• [SET EXERCISE 1]: Recast the stretch of the records from their start through the line that contains "[347, 113, 583, 664]" as a Markdown table with the columns Row and Line, one nonblank line per row. Leave the pictures out.

╭─ SUPPLIED TEXT

Hot, molten rock beneath the Earth's crust
What is magma?
This type of boundary is where plates scrape or rub against each other. Most earthquakes occur at these types of boundaries.
What is a transform boundary?
The formation of ridges and trenches along the ocean floor from magma oozing out of cracks explains this theory.
What is sea-floor spreading
The name of the supercontinent or large land mass that existed millions of years ago.
What is Pangea?
The point where an earthquake starts.
What is the focus?
A central opening in a volcano through which magma may escape.
What is a vent?
These types of boundaries collide into each other and are where many mountains are formed.
What is a convergent boundary?
Sea-floor spreading occurs at this famous ridge, which was discovered in the 1940's through sonar technology.
What is the Mid-Atlantic Ridge?
This theory was proposed by Alfred Wegener and suggested that continents spread apart over time.
What is the continental drift theory?
These large ocean waves form when an earthquake occurs under the ocean floor.
What is a tsunami?
Volcanoes are more likely to happen here than in the middle of a plate.
What are plate boundaries?
Heat from below the Earth's surface gives off this kind or energy. Humans can use this energy for powering factories and other things.
What is geothermal energy?
Older crust formed by sea-floor spreading is located here.
What is further away from the ridge?
Twisted layers of rock in this layer of the Earth suggests that plates are moving.
What is the crust?
The place where people would first feel an earthquake.
What is an epicenter?
This type of volcano occurs when a lot of gases have escaped from the magma, so the lava is likely to flow or ooze out of the vent.
What is a shield volcano?
A cup-like structure at the opening of a volcano.

╰─
╭─ RECORD EXTRACTS

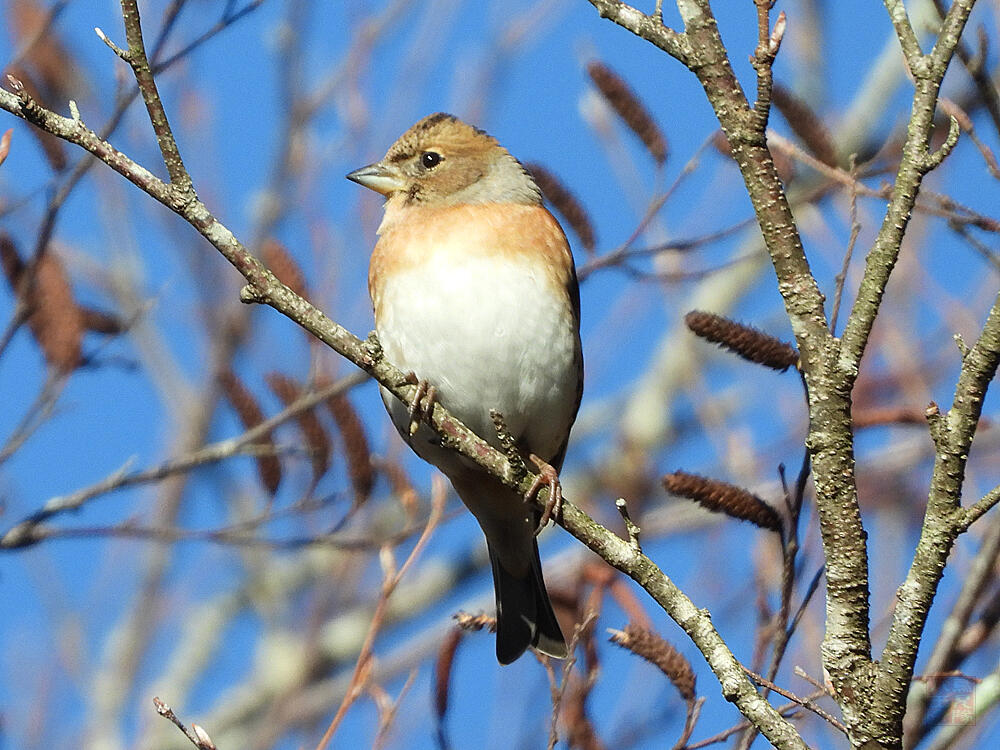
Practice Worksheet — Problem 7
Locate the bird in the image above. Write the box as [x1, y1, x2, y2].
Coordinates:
[347, 112, 583, 665]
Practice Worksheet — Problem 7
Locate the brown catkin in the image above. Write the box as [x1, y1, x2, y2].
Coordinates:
[8, 0, 80, 101]
[587, 60, 667, 165]
[219, 370, 281, 495]
[260, 238, 308, 298]
[663, 471, 782, 534]
[684, 310, 799, 372]
[326, 394, 375, 505]
[21, 250, 84, 372]
[434, 626, 465, 727]
[264, 372, 330, 481]
[771, 83, 837, 167]
[611, 623, 695, 702]
[524, 162, 597, 255]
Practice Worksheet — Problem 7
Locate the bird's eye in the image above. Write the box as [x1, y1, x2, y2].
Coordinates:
[420, 151, 441, 169]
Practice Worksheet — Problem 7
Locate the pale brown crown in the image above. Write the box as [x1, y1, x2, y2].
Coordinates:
[370, 112, 541, 205]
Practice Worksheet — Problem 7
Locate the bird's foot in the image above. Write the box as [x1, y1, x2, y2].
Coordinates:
[406, 372, 437, 437]
[524, 453, 562, 536]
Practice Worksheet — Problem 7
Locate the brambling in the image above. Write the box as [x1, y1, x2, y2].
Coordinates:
[347, 113, 583, 664]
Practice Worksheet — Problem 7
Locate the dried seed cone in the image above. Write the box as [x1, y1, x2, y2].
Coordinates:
[524, 162, 597, 253]
[264, 372, 331, 480]
[663, 471, 782, 534]
[27, 250, 84, 372]
[771, 83, 837, 167]
[260, 239, 308, 298]
[684, 310, 799, 372]
[587, 60, 667, 164]
[219, 370, 281, 495]
[611, 623, 695, 702]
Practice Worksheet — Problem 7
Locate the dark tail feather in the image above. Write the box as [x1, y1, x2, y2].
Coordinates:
[490, 539, 569, 664]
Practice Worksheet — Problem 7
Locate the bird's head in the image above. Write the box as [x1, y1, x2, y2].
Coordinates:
[347, 112, 541, 206]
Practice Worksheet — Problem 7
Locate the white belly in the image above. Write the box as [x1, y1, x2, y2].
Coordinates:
[376, 254, 579, 470]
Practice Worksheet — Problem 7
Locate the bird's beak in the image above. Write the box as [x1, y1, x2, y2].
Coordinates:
[347, 162, 405, 195]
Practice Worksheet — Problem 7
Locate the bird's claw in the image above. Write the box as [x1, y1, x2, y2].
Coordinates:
[406, 372, 437, 437]
[524, 453, 562, 536]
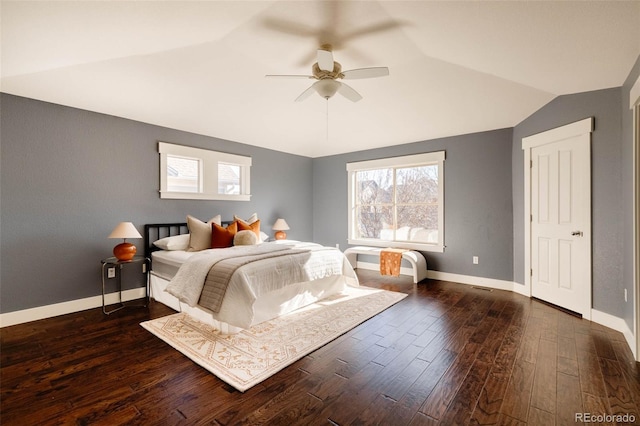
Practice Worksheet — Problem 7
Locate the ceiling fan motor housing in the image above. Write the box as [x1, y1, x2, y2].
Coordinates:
[312, 61, 344, 80]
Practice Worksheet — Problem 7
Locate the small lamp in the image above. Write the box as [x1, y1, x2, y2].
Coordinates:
[271, 218, 289, 240]
[109, 222, 142, 260]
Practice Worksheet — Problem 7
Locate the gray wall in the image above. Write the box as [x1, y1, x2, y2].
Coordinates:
[0, 94, 313, 313]
[620, 56, 640, 332]
[313, 129, 513, 281]
[512, 87, 631, 317]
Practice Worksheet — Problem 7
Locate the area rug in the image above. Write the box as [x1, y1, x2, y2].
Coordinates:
[140, 286, 407, 392]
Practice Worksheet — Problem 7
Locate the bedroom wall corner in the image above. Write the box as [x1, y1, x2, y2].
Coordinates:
[0, 93, 313, 315]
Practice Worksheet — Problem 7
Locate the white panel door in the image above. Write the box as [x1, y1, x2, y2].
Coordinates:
[531, 136, 591, 317]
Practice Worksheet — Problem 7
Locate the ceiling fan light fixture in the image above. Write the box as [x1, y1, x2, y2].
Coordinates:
[313, 79, 340, 99]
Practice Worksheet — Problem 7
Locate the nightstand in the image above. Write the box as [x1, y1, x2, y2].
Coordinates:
[100, 256, 151, 315]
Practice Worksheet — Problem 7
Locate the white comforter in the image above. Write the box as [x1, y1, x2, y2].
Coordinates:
[156, 243, 358, 328]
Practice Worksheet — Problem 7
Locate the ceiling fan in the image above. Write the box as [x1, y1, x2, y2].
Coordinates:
[266, 45, 389, 102]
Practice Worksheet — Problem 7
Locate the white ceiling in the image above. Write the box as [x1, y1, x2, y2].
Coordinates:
[0, 0, 640, 157]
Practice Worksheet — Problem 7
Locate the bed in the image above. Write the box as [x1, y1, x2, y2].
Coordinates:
[144, 222, 359, 334]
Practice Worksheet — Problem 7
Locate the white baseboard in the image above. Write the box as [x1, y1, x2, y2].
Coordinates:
[591, 309, 638, 360]
[0, 287, 145, 328]
[357, 261, 524, 292]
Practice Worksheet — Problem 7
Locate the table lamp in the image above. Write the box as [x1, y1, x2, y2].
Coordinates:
[271, 218, 289, 240]
[109, 222, 142, 260]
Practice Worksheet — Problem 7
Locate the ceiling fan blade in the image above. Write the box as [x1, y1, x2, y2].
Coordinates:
[318, 49, 333, 71]
[265, 74, 315, 78]
[295, 85, 315, 102]
[338, 83, 362, 102]
[342, 67, 389, 80]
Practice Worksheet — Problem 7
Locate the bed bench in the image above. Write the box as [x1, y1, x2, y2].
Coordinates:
[344, 246, 427, 283]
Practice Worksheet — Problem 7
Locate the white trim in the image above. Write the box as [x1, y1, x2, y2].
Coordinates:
[591, 309, 638, 359]
[629, 77, 640, 109]
[356, 261, 522, 293]
[632, 101, 640, 361]
[346, 151, 446, 253]
[0, 287, 146, 328]
[522, 117, 594, 150]
[347, 151, 445, 172]
[158, 142, 252, 201]
[521, 117, 594, 320]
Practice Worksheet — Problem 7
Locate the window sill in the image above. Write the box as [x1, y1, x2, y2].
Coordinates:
[347, 239, 444, 253]
[160, 191, 251, 201]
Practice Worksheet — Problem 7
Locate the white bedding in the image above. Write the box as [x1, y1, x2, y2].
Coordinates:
[151, 243, 358, 332]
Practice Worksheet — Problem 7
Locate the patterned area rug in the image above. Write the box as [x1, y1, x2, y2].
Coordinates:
[140, 286, 407, 392]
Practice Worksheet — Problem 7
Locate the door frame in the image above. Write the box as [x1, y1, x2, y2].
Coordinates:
[522, 117, 594, 320]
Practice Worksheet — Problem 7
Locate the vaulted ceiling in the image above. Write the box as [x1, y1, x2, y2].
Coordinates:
[0, 0, 640, 157]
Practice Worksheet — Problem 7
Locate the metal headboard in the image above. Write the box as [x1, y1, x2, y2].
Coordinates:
[144, 221, 233, 258]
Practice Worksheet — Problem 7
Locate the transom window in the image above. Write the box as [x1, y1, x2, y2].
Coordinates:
[158, 142, 251, 201]
[347, 151, 445, 252]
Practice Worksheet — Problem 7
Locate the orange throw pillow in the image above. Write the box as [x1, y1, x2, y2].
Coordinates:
[236, 219, 260, 241]
[211, 222, 238, 248]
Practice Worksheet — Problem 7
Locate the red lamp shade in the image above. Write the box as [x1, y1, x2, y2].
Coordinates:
[109, 222, 142, 260]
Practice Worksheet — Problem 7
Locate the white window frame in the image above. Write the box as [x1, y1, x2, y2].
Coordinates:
[347, 151, 445, 253]
[158, 142, 251, 201]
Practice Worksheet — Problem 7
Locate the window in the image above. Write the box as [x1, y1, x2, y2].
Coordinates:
[158, 142, 251, 201]
[347, 151, 445, 252]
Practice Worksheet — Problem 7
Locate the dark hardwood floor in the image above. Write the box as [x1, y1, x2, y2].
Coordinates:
[0, 271, 640, 425]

╰─

• [SET EXERCISE 2]: Print the plate tectonics review text in full, word for word.

• [FINAL RESULT 1]:
| Row | Line |
|---|---|
| 1 | Practice Worksheet — Problem 7 |
| 2 | Locate the bird in the image above. Write the box as [x1, y1, x2, y2]. |
| 3 | Coordinates: |
| 4 | [347, 112, 583, 665] |
| 5 | Practice Worksheet — Problem 7 |
| 6 | Locate the brown catkin in the image above. Write the box as [x1, y1, x2, y2]. |
| 7 | Coordinates: |
| 8 | [8, 0, 80, 101] |
| 9 | [587, 60, 667, 165] |
| 10 | [219, 370, 281, 495] |
| 11 | [260, 238, 308, 298] |
| 12 | [663, 471, 782, 534] |
| 13 | [684, 310, 799, 372] |
| 14 | [326, 394, 375, 505] |
| 15 | [21, 250, 84, 372] |
| 16 | [434, 626, 465, 727] |
| 17 | [264, 372, 330, 481] |
| 18 | [771, 83, 837, 167] |
| 19 | [611, 623, 695, 702] |
| 20 | [524, 162, 597, 255] |
| 21 | Practice Worksheet — Problem 7 |
| 22 | Locate the bird's eye in the image above. Write the box as [x1, y1, x2, y2]. |
| 23 | Coordinates: |
| 24 | [420, 151, 441, 169] |
| 25 | Practice Worksheet — Problem 7 |
| 26 | Locate the pale brown crown in the image above. Write the box as [x1, y1, x2, y2]. |
| 27 | Coordinates: |
| 28 | [370, 112, 541, 205] |
| 29 | Practice Worksheet — Problem 7 |
| 30 | Locate the bird's foot in the image above. Write the box as [x1, y1, x2, y2]. |
| 31 | Coordinates: |
| 32 | [406, 372, 437, 437] |
| 33 | [524, 453, 562, 536] |
| 34 | Practice Worksheet — Problem 7 |
| 35 | Locate the brambling in the image above. Write the box as [x1, y1, x2, y2]. |
| 36 | Coordinates: |
| 37 | [347, 113, 583, 664] |

• [FINAL RESULT 2]:
Hot, molten rock beneath the Earth's crust
What is magma?
This type of boundary is where plates scrape or rub against each other. Most earthquakes occur at these types of boundaries.
What is a transform boundary?
The formation of ridges and trenches along the ocean floor from magma oozing out of cracks explains this theory.
What is sea-floor spreading
The name of the supercontinent or large land mass that existed millions of years ago.
What is Pangea?
The point where an earthquake starts.
What is the focus?
A central opening in a volcano through which magma may escape.
What is a vent?
These types of boundaries collide into each other and are where many mountains are formed.
What is a convergent boundary?
Sea-floor spreading occurs at this famous ridge, which was discovered in the 1940's through sonar technology.
What is the Mid-Atlantic Ridge?
This theory was proposed by Alfred Wegener and suggested that continents spread apart over time.
What is the continental drift theory?
These large ocean waves form when an earthquake occurs under the ocean floor.
What is a tsunami?
Volcanoes are more likely to happen here than in the middle of a plate.
What are plate boundaries?
Heat from below the Earth's surface gives off this kind or energy. Humans can use this energy for powering factories and other things.
What is geothermal energy?
Older crust formed by sea-floor spreading is located here.
What is further away from the ridge?
Twisted layers of rock in this layer of the Earth suggests that plates are moving.
What is the crust?
The place where people would first feel an earthquake.
What is an epicenter?
This type of volcano occurs when a lot of gases have escaped from the magma, so the lava is likely to flow or ooze out of the vent.
What is a shield volcano?
A cup-like structure at the opening of a volcano.